─── Exercise input ───

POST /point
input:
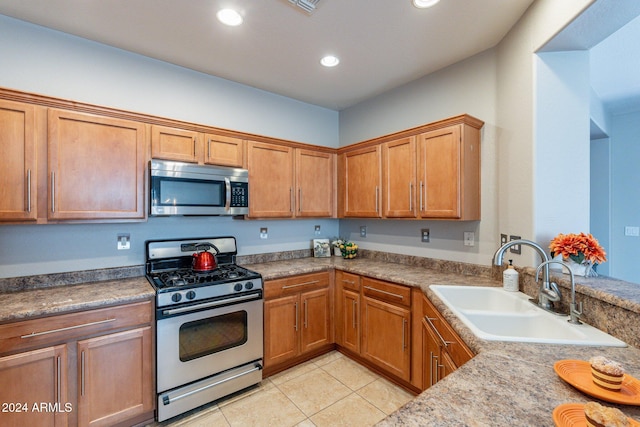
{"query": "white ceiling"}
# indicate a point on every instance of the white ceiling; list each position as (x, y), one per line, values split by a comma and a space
(382, 44)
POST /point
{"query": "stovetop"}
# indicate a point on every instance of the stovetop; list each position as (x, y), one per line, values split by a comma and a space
(169, 271)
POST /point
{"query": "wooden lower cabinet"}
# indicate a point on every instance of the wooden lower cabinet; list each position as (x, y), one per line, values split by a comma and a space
(297, 318)
(443, 351)
(386, 336)
(30, 380)
(83, 371)
(116, 379)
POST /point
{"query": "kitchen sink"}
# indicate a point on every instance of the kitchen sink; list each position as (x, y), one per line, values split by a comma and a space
(497, 315)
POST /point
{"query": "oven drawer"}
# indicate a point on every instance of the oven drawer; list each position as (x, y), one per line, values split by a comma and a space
(52, 330)
(292, 285)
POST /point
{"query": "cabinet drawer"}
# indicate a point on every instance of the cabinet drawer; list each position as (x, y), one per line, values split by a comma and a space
(57, 329)
(295, 284)
(348, 280)
(384, 291)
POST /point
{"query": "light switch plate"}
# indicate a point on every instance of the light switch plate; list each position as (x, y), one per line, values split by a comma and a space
(124, 242)
(515, 249)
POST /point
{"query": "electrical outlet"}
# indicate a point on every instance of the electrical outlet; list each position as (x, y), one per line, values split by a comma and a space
(124, 242)
(469, 238)
(515, 249)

───

Write out all the lines above again, requests included, but shift every coordinate in the answers by adding 143 to both the x and the y value. Leave the picture out.

POST /point
input:
{"query": "white ceiling"}
# indicate a point on every instance of the white ceiling; list each position as (x, y), one per line, values split by a comma and a space
(525, 187)
POST /point
{"query": "stovetop"}
# indicate a point on every instance of the stovetop; list each position as (x, y), one per line, values split by a comma and a space
(312, 414)
POST /point
{"query": "wooden lower cabinet"}
# indicate a point on every instance of the wooden lower cabinet; list each position as (x, y), one per line, values split by a comma and a space
(440, 461)
(586, 494)
(529, 479)
(173, 523)
(226, 514)
(259, 522)
POST /point
{"query": "kitchen sink"}
# indicate a point on every instance of the kitchen sink; list each position as (x, y), one per line, values split by a comma and a space
(640, 458)
POST /point
{"query": "oven drawer"}
# indicate a point on every instance of the oven drawer; list each position as (x, y), one per line, values split by a comma and a space
(195, 473)
(435, 428)
POST /point
{"query": "cabinet drawer"}
# indicate a point on every instance of the cabinet drawer; list each position as (x, y), one per line, values split by a comma and a space
(200, 472)
(438, 427)
(491, 423)
(527, 434)
POST /point
{"query": "light switch plate"}
# indicate a point on every instance of the light switch plate; list each position as (x, y), one per line, values split by a comma and a space
(267, 385)
(658, 392)
POST /point
{"query": "electrical outlet"}
# indicate a point on every instance of the electrical outlet; list each position as (x, y), one per line, values split by a comma and a space
(267, 385)
(612, 381)
(658, 392)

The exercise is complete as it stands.